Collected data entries
•••

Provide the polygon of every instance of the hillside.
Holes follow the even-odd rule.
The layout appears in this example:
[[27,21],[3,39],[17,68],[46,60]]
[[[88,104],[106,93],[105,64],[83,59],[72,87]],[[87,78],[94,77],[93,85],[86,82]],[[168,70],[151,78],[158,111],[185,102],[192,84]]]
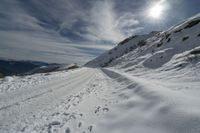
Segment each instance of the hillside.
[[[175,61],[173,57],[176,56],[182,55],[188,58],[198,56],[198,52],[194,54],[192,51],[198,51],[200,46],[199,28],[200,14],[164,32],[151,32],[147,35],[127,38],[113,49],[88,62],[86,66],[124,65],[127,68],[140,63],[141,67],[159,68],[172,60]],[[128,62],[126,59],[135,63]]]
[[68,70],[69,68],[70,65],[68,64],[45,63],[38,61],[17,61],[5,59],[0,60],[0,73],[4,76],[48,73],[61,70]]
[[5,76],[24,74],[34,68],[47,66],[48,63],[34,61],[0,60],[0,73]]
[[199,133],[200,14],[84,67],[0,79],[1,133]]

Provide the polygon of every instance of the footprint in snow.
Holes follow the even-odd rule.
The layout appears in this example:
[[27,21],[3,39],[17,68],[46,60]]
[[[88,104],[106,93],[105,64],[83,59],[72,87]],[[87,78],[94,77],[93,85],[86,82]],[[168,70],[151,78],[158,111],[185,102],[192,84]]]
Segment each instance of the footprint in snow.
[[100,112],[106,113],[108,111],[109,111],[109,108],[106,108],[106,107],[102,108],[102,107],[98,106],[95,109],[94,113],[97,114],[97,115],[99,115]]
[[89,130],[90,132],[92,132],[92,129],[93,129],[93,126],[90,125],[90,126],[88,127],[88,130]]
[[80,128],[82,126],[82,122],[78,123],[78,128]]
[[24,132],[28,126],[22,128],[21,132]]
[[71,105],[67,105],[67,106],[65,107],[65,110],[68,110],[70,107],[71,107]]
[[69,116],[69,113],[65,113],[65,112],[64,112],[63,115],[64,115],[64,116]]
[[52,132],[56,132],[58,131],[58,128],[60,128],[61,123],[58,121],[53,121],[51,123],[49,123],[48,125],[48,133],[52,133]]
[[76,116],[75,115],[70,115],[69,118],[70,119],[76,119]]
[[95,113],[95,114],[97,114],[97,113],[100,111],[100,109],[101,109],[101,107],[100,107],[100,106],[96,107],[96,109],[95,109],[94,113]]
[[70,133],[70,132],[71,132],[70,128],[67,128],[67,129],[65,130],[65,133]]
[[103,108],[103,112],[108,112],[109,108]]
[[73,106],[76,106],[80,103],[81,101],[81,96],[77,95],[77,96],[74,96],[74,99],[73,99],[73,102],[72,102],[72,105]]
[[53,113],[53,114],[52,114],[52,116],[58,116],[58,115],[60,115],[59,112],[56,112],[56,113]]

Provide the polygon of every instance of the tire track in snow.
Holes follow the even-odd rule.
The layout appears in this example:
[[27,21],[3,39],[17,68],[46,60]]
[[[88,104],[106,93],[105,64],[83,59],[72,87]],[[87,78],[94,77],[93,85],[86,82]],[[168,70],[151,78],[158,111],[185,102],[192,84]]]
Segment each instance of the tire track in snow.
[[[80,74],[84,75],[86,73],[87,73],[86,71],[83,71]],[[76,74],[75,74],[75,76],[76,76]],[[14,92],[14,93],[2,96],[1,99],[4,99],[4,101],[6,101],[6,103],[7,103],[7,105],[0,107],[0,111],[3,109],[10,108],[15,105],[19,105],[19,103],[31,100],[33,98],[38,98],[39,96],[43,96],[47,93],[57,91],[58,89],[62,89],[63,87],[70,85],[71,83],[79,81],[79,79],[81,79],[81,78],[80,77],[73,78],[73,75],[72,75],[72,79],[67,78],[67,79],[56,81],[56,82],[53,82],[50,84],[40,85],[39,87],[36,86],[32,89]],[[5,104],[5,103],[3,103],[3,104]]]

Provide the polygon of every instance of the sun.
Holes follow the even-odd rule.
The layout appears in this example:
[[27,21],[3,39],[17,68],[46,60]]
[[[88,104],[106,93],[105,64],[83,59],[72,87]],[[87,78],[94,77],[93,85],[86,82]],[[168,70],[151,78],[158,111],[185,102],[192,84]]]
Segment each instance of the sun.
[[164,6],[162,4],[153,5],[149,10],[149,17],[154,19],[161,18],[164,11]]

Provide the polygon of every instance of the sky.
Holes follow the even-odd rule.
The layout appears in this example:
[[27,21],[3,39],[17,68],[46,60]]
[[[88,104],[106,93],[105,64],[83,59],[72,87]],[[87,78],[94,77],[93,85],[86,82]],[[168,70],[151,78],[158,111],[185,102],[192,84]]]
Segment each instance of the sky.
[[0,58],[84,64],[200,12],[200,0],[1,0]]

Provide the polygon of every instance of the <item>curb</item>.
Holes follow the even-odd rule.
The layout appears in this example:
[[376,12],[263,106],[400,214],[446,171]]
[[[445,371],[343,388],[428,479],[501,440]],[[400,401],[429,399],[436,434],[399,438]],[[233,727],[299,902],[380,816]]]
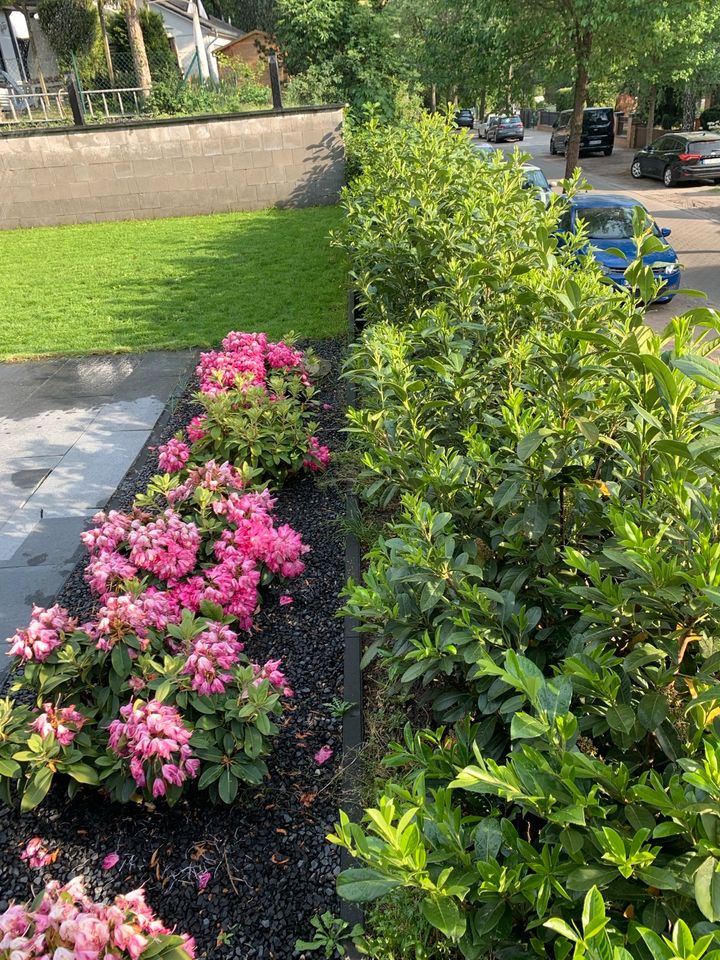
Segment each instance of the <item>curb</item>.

•••

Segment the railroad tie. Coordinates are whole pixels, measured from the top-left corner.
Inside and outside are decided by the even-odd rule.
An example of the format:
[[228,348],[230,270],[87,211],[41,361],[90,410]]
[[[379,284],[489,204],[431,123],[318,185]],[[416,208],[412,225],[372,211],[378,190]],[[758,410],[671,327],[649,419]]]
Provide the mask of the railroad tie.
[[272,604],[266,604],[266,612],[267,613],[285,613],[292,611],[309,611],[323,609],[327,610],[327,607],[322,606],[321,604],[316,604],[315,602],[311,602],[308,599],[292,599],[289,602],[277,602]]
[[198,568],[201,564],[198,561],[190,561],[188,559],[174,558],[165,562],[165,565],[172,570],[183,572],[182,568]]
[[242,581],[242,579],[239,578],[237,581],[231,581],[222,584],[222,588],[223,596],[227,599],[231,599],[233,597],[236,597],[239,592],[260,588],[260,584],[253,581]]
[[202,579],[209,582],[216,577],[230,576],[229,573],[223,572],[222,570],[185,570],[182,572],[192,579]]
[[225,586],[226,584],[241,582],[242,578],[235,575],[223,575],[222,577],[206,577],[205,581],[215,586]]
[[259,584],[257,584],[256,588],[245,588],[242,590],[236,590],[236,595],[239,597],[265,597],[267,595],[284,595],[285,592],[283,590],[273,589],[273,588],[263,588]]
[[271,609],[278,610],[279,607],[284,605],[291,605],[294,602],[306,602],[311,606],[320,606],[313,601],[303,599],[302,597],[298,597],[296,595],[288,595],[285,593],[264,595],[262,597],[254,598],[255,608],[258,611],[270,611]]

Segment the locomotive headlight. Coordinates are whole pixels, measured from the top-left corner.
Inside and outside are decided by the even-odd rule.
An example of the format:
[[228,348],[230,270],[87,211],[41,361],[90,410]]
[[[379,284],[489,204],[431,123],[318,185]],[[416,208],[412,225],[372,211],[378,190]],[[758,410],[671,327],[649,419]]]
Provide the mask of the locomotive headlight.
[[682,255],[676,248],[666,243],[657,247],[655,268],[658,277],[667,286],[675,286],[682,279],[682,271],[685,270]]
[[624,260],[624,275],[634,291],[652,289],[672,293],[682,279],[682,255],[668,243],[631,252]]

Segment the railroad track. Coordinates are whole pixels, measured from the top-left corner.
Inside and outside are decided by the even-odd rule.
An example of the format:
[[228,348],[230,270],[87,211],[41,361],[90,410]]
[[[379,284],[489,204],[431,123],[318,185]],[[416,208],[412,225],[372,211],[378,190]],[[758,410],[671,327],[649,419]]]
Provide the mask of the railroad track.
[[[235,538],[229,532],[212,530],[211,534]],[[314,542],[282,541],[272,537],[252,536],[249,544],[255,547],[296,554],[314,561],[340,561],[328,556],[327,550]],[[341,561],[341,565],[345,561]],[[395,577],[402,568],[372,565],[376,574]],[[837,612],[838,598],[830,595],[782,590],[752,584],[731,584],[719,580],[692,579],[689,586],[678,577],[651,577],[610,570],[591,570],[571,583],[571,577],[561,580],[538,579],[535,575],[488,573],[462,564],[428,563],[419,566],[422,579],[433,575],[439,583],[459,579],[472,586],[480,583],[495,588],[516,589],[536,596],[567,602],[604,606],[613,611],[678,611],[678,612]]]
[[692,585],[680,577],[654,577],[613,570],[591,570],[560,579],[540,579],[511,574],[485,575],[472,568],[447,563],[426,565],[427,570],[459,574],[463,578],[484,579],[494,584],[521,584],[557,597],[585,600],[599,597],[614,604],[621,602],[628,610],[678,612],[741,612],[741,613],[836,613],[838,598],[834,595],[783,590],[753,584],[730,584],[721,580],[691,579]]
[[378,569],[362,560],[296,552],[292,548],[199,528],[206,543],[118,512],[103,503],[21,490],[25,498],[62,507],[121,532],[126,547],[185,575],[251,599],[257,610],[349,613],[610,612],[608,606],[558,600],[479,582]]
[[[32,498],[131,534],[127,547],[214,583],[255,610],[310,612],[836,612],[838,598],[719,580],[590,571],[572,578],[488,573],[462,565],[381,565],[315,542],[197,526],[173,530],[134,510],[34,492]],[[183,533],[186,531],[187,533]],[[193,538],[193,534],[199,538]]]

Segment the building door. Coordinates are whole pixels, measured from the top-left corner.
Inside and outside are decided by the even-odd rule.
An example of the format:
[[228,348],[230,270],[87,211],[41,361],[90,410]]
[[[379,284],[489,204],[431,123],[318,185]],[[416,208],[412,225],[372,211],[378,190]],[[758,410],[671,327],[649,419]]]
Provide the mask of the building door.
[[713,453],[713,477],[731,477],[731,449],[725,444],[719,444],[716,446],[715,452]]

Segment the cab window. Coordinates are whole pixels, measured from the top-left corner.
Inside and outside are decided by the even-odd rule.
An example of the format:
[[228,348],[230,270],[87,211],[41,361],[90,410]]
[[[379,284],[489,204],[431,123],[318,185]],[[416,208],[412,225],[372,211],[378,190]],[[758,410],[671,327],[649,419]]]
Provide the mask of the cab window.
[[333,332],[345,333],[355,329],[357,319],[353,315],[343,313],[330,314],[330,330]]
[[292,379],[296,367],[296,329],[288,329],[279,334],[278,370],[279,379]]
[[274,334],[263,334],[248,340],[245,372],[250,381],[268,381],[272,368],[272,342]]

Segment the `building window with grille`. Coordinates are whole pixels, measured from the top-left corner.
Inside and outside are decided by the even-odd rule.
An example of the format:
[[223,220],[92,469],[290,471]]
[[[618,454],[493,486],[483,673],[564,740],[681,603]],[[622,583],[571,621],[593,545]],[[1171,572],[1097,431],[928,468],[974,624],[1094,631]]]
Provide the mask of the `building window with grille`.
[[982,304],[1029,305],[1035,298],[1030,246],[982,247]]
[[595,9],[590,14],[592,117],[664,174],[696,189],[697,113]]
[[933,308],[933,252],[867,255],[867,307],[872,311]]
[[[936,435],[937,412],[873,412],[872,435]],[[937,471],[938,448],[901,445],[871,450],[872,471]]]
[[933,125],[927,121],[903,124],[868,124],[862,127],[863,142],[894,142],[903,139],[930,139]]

•••

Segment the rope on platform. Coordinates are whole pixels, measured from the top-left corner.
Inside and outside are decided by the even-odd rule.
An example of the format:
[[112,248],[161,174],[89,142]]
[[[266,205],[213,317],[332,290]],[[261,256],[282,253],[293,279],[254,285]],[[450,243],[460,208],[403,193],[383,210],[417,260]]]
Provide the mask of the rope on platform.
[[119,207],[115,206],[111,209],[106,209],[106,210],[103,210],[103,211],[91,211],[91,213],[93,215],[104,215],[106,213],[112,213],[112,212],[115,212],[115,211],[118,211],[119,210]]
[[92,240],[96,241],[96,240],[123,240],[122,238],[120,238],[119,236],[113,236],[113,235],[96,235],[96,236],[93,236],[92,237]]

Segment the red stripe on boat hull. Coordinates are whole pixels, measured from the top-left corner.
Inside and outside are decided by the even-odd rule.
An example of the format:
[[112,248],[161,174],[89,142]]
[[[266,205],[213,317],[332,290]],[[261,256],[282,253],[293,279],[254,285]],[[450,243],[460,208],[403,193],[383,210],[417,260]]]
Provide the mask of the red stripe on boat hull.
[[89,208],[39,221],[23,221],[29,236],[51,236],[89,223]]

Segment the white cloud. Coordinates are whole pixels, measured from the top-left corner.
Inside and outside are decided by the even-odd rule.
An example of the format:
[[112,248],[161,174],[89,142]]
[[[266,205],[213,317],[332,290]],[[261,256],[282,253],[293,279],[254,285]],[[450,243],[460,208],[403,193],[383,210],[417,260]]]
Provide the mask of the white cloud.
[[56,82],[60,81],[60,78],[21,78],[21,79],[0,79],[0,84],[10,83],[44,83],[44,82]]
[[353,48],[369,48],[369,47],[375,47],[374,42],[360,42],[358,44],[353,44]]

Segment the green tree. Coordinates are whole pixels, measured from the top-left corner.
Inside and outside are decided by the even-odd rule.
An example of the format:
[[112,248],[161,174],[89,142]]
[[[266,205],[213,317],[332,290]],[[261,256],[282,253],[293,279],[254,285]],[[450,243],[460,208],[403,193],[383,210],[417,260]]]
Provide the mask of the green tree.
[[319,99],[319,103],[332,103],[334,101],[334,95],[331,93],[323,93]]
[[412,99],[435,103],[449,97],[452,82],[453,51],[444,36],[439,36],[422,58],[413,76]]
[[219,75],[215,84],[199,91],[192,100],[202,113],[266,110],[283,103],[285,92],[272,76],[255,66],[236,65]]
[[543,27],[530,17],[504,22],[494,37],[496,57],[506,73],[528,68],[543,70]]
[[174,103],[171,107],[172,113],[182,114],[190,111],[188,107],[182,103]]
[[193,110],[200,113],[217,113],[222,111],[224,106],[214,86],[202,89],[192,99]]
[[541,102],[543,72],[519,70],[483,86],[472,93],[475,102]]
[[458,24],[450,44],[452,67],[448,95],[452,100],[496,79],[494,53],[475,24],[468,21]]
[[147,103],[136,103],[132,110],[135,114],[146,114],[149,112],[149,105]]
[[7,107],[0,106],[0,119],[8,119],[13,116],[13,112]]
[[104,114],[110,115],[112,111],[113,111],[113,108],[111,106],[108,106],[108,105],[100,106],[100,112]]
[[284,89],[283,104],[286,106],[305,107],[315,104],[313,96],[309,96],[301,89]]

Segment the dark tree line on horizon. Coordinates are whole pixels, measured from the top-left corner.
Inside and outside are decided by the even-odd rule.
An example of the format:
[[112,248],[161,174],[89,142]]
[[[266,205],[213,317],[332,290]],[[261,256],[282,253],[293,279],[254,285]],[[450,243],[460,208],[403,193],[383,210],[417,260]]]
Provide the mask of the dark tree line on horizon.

•••

◆ Exercise:
Single out each line of the records above with the string "every" in it, and copy it.

◆ Task output:
Provide the polygon of every instance of the hillside.
Provide the polygon of every instance of the footprint in snow.
Provide the polygon of every instance of the tire track in snow.
Provide the polygon of every instance of the sun.
Provide the polygon of every instance of the sky.
Provide the polygon of every instance of the <item>curb</item>.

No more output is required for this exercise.